> Work to be completed
Write the next part of the article on Dr Ashok Kumar's cryogel-based cell separation work, picking up after its final sentence.

> Excerpt to read
■ ■ ■ ■

Besides being actively involved in research focused on cell separation technology and leukocyte filtration devices, Dr Kumar has done some innovative work in regenerative medicine and environmental biotechnology. The major research achievements of Dr Kumar in regenerative medicine include designing of neo-cartilage and bioartificial lever support bioreactor, using cryogel matrices that are at the preclinical stages. In the area of environmental biotechnology, Dr Kumar has suitably designed membrane filtration devices for air and water purification, like arsenic and microbial removal from drinking water and tar removal from cigarette smoke.

Technology Advantage
Cell separation using cryogel has many advantages over existing cell sorting techniques. Cryogel-based cell chromatography process could be an ideal separation system which can maintain sterility during the whole process. Overall separation strategy is generic, and the same cryogel column can be used for separation of multiple cell-types, up to four-to-five  columns of regeneration. It is easy to execute chromatography using cryogel at any place, such as inside sterile laminar flow, besides in normal laboratory conditions. And the set-up can be moved from one place to another, without much trouble. The cytometry machine which costs about 2 crore is not available to every reseracher easily. Therefore, Cryogel offers access to efficient cell separation at a low cost.

“By using cryogel, the target cells could be separated at a preparative scale for medical application. Large volumes of the sample can be processed at once, through affinity cryogel matrix which saves overall separation time”
—Dr Ashok Kumar
, associate professor of bioengineering, Department of Biological Sciences and Bioengineering, IIT Kanpur
Dr Kumar who was part of the Center for Bioseparation in Sweden during 2001-2004 observes, “By using cryogel, the target cells could be separated at a preparative scale for medical application. Large volumes of the sample can be processed at once, through affinity cryogel matrix, which saves overall separation time, in comparison to other methods.” On cost effectiveness of the technique he says, “Target cells bind to affinity cryogel matrix, then these target cells are recovered in the generic way of elution called mechanical squeezing, that saves time and the process becomes cost-effective. Hence, cryogel-based cell affinity chromatography provides a generic way of cell separation.”

■ ■ ■ ■

> Records provided
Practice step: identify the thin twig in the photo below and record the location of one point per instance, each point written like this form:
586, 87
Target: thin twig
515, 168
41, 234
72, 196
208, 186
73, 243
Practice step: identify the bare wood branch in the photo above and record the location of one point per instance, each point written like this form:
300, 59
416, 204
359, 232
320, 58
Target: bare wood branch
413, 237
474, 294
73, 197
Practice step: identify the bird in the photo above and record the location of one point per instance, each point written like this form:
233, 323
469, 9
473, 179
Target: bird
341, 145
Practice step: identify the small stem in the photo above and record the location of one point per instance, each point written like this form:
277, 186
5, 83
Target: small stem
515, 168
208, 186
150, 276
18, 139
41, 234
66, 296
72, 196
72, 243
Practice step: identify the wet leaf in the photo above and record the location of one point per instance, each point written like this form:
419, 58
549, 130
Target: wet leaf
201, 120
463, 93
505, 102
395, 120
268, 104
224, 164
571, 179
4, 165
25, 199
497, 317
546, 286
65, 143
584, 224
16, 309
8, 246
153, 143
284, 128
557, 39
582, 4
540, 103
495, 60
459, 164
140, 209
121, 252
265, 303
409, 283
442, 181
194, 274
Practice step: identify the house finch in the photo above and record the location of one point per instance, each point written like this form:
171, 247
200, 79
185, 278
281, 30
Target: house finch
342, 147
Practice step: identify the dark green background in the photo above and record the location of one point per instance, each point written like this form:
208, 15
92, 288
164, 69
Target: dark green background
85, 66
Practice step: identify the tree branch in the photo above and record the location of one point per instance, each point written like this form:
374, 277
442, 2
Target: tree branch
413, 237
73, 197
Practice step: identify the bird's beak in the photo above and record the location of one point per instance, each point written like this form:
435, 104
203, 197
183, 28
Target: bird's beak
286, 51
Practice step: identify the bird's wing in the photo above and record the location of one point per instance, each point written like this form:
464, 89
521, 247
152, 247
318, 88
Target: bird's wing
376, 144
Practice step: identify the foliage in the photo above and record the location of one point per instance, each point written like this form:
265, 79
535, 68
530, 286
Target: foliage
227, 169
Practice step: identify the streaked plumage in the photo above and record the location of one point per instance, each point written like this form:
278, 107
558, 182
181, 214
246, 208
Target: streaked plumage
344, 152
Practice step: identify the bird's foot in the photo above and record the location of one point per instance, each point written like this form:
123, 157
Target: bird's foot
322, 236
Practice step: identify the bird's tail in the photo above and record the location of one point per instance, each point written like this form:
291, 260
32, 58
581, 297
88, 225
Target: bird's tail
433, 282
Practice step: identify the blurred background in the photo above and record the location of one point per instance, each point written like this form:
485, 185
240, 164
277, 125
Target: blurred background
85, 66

■ ■ ■ ■

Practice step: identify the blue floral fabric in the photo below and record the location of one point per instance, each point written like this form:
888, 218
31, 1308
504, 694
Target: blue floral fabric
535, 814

■ ■ ■ ■

> Answer area
Besides being a researcher, Dr Kumar has published over 100 peer reviewed research papers in international journals, and  has written more than 10 book chapters; and has several patents in his area of research. He is the editor of three books on cell separations and biomaterials. He is the associate editor of Nanoscale Research Letters; and is on the editorial board of several other biological and biotechnological journals. He is the executive board member of the
Federation of Asian Biotechnology.

Industry Benefits
The cryogel support as a chromatography matrix could have a huge impact on research and development at laboratory as well as industrial scale. The developed method using cryogel is easy and cost-effective. It also eliminates steps of pre-purification of sample during separation. The target cell could be separated in a single step, with sufficiently high purity and yield, which is quite useful for the preparation of target cells in large concentrations; and yields for its application in cell therapy, tissue engineering, cell-based studies. This first time approach of using no buffer or effulent, and reusage of matrix, can cost approxmately about 500, which is far cheaper than any other alternatives.

Dr Kumar is optimistic about the transfer of this technogy to industry; and expects to be approached by companies very soon. In fact, he has been in talks with some companies for the same. On commercialization of the technology, Dr Kumar says that, “The technology is ready-to-use, and further contacts with industries are being established that will help to take this stem cell separation technology to commercialization.”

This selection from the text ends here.